The omicron variant was first discovered around Thanksgiving and quickly spread around the globe, becoming the dominant variant in the U.S. before Christmas. That has led to the biggest surge in infections since the start of the pandemic two years ago. According to the New York Times, 7.9 million Americans have been confirmed with COVID-19 in the past 14 days.

While that has not been met with the sort of restrictions that were put in place in March 2020, the presence of so many sick people has been disruptive. And it’s clearly hurting sales. According to Placer.ai, restaurant visits declined 10.5% the week of Dec. 20 compared with the same period in 2019—the worst in three months, and a 13% slowdown from the week before.

That decline exceeded “the high single-digit declines in visits that the industry experienced amid concerns about the delta variant in September.”

Carrols Restaurant Group, the 1,000-unit Burger King franchisee, on Monday blamed the rise in infections for a slowdown in restaurant sales the last two weeks of December.

Mike Whatley, VP of state affairs and grassroots advocacy for the National Restaurant Association, told Joe Kefauver and Franklin Coley during this week’s "Working Lunch" podcast that the holidays were tough. “Omicron has really had an impact on the industry, especially during the holiday season,” he said.

Recorded data:

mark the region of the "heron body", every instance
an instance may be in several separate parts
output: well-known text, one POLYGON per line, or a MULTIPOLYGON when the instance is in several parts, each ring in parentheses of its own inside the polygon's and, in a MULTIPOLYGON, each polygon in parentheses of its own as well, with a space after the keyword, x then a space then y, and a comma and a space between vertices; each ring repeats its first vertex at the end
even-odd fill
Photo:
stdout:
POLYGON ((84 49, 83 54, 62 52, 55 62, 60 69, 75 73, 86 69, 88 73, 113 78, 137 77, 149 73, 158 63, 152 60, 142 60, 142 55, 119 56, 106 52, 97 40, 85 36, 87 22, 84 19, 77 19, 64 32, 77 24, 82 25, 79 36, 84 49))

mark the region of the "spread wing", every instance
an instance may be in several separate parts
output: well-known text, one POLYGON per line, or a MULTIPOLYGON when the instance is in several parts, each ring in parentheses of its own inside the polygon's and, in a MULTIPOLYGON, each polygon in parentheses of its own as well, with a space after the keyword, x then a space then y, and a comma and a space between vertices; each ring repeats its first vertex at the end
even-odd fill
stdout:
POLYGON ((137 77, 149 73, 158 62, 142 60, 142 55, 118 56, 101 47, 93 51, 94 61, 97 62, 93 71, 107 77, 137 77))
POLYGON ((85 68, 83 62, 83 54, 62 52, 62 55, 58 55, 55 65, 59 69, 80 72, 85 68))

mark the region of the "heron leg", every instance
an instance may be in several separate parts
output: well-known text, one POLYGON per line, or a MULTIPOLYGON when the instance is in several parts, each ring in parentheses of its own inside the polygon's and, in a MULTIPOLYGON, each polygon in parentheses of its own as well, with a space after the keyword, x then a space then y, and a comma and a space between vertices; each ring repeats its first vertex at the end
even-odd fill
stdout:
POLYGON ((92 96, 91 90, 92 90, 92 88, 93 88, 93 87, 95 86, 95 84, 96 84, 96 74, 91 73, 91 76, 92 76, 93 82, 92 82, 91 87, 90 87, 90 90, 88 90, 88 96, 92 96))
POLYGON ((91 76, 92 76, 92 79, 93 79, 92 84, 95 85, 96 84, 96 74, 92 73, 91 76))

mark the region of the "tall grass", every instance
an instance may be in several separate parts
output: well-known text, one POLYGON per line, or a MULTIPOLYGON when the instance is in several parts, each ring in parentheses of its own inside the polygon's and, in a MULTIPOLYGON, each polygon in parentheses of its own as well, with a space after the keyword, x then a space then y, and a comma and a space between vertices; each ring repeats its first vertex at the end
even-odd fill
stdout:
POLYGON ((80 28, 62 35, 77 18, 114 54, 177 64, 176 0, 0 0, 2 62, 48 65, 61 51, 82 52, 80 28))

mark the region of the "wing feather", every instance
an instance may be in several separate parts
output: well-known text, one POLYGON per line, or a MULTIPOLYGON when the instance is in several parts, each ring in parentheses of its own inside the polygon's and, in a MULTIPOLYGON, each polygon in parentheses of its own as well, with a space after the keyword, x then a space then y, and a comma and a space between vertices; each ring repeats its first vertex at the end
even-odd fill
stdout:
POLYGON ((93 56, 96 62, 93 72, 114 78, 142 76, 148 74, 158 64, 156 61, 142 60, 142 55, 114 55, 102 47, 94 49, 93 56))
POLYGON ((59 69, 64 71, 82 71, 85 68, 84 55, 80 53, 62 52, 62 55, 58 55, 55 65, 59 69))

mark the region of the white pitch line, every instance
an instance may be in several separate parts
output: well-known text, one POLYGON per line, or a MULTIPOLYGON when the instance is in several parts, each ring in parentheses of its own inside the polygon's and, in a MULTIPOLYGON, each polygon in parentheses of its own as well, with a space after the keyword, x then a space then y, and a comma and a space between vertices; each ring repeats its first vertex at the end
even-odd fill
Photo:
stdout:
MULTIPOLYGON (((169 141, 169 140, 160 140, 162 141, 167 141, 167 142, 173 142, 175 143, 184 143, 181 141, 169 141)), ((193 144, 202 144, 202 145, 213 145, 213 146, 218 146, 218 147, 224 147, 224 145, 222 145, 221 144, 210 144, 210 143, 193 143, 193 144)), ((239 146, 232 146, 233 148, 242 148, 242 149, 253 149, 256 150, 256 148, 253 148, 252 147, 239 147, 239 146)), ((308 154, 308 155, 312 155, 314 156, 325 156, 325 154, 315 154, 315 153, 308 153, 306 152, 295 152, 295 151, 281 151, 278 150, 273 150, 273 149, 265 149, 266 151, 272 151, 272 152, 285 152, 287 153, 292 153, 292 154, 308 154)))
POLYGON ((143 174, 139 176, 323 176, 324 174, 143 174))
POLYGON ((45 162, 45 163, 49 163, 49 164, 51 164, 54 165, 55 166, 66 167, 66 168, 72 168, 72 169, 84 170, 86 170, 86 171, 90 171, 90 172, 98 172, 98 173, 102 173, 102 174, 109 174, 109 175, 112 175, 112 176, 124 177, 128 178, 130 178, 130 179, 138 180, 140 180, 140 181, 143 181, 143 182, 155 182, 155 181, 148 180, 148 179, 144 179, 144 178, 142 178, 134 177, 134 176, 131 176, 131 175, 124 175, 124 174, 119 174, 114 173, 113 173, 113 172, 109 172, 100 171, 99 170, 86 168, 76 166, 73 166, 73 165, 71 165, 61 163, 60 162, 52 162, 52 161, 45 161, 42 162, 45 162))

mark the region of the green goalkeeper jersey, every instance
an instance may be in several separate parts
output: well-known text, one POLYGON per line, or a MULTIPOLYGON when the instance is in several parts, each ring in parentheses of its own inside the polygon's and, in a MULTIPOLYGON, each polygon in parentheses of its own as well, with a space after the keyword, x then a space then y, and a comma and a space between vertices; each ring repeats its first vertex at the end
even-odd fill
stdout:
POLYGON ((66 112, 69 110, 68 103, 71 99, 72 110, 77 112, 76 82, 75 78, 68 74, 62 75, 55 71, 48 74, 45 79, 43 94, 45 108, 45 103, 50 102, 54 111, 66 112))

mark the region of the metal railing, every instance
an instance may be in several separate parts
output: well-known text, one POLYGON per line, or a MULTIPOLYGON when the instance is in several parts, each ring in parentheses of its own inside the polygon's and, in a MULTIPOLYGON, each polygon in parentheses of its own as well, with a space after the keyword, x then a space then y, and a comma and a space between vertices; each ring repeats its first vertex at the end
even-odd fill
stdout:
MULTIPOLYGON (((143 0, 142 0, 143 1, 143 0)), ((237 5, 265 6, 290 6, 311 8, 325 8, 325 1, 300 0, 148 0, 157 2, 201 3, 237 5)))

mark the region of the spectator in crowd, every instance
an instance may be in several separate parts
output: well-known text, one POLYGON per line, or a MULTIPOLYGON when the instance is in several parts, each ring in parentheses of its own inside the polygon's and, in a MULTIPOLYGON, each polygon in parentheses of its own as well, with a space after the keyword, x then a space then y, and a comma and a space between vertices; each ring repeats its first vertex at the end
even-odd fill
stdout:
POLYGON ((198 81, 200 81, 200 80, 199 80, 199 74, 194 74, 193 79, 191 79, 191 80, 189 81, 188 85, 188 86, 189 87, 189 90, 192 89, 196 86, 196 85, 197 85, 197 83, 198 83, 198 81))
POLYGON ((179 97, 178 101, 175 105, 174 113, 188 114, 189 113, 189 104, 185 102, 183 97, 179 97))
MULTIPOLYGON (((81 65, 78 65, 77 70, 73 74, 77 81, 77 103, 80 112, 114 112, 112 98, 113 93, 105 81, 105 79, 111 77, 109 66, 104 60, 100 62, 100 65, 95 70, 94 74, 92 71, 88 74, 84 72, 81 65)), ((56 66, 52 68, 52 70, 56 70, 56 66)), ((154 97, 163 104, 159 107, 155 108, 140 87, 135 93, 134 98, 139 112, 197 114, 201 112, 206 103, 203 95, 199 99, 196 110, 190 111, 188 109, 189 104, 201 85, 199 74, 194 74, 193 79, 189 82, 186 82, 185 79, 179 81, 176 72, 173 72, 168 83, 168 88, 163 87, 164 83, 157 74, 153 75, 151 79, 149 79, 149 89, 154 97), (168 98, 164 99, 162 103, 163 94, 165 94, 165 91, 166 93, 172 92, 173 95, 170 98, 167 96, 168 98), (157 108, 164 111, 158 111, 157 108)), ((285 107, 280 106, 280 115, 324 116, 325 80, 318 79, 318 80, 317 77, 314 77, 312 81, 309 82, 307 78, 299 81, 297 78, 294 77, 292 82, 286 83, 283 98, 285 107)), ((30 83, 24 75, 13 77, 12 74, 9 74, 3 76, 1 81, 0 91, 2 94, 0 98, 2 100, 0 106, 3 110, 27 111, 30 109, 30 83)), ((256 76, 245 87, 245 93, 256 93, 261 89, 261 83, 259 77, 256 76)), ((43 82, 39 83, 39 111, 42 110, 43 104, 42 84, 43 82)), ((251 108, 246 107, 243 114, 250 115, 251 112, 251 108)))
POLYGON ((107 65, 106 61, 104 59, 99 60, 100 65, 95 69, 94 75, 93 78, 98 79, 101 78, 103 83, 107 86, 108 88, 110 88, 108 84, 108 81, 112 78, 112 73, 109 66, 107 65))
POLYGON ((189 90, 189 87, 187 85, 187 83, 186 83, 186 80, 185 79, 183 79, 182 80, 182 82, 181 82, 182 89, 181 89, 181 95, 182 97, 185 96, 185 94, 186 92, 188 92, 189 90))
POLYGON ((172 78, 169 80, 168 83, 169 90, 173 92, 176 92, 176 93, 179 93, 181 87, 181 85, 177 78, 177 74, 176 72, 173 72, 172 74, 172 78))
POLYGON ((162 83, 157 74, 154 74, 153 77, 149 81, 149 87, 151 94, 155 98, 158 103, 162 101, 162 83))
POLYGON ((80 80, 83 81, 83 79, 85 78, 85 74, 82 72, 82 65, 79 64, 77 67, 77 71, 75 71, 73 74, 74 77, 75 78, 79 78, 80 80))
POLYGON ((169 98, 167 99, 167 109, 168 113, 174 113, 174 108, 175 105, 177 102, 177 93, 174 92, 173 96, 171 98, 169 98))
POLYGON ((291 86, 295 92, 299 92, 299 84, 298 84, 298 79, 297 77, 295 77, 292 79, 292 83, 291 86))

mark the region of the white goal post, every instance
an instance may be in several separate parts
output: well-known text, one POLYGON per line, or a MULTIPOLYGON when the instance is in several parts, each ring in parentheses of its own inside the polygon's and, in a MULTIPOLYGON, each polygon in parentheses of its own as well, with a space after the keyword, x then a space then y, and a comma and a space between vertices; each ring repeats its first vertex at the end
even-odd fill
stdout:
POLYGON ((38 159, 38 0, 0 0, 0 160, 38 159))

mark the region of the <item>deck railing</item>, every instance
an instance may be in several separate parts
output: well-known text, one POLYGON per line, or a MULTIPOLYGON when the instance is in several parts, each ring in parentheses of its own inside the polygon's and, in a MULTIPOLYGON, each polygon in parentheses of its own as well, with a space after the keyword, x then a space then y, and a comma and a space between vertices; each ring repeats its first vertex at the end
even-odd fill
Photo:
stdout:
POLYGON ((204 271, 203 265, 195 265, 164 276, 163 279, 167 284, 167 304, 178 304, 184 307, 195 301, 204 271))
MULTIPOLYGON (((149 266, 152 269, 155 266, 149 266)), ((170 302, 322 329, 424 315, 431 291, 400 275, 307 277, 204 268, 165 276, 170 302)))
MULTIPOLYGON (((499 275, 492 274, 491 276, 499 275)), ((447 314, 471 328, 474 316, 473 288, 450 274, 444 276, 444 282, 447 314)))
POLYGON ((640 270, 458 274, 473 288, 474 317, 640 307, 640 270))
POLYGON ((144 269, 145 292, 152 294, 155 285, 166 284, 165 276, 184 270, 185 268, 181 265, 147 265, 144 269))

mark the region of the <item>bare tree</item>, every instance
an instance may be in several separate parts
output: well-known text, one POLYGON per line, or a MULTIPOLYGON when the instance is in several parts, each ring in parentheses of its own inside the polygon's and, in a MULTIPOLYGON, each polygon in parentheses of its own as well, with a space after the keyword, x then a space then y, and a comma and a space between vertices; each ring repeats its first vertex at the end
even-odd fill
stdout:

Questions:
**A.** Answer these from the text on omicron and restaurant sales:
(i) According to the New York Times, how many Americans were confirmed with COVID-19 in the past 14 days?
(ii) According to Placer.ai, by what percentage did restaurant visits decline the week of Dec. 20 compared with the same period in 2019?
(iii) Which company blamed the rise in infections for a slowdown in restaurant sales in the last two weeks of December?
**B.** Copy word for word the part of the text on omicron and restaurant sales that starts at "Carrols Restaurant Group, the" and ends at "weeks of December.".

Task-by-task results:
**A.**
(i) 7.9 million
(ii) 10.5%
(iii) Carrols Restaurant Group, the 1,000-unit Burger King franchisee

**B.**
Carrols Restaurant Group, the 1,000-unit Burger King franchisee, on Monday blamed the rise in infections for a slowdown in restaurant sales the last two weeks of December.